--- Data to process Enclosed Below ---

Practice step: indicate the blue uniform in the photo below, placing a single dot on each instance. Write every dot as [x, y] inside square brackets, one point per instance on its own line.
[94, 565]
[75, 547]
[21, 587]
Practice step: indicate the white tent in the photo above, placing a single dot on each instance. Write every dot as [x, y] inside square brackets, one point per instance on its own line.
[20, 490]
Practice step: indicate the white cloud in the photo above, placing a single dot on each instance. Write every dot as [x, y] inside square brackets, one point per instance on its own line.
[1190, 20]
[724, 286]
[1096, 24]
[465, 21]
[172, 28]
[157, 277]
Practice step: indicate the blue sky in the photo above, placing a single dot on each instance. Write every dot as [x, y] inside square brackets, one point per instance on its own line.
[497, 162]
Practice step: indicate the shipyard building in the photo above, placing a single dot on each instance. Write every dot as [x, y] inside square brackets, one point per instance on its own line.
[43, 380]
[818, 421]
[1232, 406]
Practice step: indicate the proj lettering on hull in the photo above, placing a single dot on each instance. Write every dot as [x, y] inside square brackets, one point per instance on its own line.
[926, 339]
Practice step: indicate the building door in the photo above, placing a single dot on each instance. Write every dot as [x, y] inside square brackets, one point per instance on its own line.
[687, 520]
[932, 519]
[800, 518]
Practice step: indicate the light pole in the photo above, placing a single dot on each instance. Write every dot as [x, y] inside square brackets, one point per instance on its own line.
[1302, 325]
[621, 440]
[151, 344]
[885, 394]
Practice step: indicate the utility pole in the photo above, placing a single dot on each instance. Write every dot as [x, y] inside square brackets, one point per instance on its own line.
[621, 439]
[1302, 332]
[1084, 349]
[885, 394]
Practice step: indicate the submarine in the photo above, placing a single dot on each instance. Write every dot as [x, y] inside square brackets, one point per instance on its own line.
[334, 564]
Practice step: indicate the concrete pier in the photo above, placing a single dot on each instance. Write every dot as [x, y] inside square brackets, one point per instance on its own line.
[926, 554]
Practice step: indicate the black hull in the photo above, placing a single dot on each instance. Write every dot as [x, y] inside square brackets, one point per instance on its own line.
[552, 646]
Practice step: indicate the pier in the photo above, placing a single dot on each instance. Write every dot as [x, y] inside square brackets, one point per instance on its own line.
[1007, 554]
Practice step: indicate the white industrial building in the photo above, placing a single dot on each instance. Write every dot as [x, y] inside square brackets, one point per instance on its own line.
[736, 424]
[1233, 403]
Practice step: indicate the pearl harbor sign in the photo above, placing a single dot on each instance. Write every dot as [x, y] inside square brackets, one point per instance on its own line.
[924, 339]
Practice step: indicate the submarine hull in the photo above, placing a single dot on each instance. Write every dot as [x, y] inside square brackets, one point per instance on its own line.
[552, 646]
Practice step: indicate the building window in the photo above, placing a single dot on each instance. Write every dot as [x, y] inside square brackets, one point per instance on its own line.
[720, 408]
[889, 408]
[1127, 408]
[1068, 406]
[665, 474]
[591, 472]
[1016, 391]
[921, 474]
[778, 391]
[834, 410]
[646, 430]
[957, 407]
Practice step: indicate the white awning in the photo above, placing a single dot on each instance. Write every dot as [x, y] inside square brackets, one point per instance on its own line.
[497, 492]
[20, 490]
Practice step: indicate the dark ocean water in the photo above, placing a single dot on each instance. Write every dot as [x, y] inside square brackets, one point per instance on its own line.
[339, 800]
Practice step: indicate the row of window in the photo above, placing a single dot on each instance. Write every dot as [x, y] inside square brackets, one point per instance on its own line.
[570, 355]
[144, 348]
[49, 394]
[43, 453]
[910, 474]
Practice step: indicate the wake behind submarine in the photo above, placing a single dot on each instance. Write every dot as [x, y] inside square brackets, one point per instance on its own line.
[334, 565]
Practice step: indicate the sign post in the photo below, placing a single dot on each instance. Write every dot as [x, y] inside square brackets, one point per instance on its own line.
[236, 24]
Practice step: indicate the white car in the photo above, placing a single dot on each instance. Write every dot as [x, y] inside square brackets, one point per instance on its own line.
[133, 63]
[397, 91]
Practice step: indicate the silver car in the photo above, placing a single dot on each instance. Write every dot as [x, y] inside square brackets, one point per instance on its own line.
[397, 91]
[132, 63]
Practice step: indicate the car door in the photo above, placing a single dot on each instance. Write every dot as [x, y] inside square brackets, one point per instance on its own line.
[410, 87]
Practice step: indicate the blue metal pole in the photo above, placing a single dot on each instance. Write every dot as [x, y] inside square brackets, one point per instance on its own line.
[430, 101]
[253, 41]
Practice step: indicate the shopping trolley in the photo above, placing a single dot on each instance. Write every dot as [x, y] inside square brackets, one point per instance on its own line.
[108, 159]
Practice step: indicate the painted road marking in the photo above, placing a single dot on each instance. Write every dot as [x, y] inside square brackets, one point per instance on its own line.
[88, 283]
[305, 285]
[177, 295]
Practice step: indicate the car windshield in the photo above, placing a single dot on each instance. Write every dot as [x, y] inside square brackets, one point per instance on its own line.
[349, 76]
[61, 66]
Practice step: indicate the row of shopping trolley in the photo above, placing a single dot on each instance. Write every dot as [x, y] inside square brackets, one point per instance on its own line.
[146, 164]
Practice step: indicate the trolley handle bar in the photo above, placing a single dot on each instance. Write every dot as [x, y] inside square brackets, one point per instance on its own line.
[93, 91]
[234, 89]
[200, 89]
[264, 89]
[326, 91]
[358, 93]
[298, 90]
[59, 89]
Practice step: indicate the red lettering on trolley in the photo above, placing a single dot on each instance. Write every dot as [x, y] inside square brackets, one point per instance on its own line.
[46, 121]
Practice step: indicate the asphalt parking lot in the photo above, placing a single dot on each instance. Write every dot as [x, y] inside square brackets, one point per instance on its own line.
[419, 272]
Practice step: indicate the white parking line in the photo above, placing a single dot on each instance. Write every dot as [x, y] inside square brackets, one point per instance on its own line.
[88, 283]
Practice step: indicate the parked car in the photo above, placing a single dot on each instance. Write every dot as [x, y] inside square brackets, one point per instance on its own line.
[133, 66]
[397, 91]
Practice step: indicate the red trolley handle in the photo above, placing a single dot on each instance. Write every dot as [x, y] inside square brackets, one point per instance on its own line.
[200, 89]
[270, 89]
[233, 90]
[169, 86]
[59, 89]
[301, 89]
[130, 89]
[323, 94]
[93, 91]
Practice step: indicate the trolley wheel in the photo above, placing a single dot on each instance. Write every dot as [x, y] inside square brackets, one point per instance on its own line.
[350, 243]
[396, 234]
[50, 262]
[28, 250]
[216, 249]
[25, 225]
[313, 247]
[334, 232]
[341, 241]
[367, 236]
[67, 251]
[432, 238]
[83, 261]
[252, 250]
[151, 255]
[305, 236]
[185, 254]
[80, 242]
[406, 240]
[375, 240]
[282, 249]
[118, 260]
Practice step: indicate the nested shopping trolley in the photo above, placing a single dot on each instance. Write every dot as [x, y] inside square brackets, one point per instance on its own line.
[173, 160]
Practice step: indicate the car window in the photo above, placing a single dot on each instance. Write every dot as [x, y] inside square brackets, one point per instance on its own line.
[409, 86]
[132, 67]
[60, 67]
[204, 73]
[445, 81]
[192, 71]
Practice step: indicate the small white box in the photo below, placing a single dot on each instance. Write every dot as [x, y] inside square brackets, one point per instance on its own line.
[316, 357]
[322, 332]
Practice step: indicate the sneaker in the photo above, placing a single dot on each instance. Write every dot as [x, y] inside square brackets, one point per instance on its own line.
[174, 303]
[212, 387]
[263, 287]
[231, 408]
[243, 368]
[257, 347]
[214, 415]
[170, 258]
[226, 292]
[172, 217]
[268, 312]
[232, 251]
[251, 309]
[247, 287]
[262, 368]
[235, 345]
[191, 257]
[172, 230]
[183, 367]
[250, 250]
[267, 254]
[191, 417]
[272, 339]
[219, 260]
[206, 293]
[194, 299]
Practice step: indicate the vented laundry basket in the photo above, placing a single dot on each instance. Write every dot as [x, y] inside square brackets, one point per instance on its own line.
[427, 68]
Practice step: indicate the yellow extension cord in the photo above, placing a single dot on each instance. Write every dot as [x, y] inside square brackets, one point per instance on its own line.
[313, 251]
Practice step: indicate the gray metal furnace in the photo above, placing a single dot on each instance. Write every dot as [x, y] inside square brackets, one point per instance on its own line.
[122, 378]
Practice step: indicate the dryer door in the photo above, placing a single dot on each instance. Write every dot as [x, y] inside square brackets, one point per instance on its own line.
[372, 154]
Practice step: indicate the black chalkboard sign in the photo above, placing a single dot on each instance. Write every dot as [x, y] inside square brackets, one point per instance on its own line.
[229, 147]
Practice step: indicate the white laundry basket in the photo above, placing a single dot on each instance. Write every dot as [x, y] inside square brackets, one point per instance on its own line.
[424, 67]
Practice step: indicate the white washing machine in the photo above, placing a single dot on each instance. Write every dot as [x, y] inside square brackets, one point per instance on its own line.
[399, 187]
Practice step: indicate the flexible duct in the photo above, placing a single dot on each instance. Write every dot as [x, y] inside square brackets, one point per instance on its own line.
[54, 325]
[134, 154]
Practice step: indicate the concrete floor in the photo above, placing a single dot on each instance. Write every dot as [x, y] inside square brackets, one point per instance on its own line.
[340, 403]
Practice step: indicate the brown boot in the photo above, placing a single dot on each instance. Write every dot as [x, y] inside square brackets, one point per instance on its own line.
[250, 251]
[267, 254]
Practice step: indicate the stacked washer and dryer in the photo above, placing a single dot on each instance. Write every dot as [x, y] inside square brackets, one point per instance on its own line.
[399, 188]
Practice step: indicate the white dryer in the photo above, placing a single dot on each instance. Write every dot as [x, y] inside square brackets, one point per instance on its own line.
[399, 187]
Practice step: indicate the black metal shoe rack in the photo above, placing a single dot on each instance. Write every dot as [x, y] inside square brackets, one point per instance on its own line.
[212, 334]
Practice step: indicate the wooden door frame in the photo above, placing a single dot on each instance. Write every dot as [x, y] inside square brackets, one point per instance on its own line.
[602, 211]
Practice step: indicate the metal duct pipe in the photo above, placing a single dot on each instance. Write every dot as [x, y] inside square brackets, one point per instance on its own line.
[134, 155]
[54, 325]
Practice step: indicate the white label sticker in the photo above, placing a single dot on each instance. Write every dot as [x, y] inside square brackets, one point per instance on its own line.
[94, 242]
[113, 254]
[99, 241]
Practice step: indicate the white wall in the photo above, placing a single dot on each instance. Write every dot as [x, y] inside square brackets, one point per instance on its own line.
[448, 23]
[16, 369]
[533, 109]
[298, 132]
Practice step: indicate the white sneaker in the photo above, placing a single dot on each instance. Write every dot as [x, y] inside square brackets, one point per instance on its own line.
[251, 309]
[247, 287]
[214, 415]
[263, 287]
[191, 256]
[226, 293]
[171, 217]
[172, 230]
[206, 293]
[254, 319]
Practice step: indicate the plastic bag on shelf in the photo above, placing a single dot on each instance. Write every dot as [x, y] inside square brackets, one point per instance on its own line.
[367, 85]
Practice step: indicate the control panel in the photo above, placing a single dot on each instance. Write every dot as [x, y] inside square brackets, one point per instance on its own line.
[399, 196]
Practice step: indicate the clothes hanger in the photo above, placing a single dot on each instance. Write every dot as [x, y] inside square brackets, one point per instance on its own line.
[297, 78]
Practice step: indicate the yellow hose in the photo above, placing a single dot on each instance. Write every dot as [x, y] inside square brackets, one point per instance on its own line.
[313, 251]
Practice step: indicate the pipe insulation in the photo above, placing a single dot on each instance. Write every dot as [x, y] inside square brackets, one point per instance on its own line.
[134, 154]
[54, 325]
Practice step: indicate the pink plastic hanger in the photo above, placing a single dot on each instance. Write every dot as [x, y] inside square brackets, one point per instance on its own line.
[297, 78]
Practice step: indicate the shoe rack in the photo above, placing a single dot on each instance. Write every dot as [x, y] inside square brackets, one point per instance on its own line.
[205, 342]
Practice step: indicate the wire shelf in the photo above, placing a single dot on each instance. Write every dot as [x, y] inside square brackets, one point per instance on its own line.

--- End of Enclosed Data to process ---

Nothing but the lines from the one with "Practice step: indicate the pipe" to the last line of the data should appear in the answer, each exactly as it stands.

Practice step: indicate the pipe insulation in the photo above, placing a single dot on each instance. Write every dot as [x, y] inside square brackets, one point per instance on its own line.
[134, 154]
[54, 325]
Practice step: indicate the pink plastic hanger in the photo above, placing a single dot on each instance. Write every dot as [x, y] inside square brackets, one point per instance on its own line.
[297, 78]
Practice step: indicate the shoe rack in the photo above, placing a single dot on each instance. Write every dot as [x, y] inside square brackets, one point per instance on its own line.
[205, 342]
Practice step: indicate the wire shelf in the photo above, placing a single dot on each instance. Write every dot as [x, y] inside square brackets, one point per instance on its own line.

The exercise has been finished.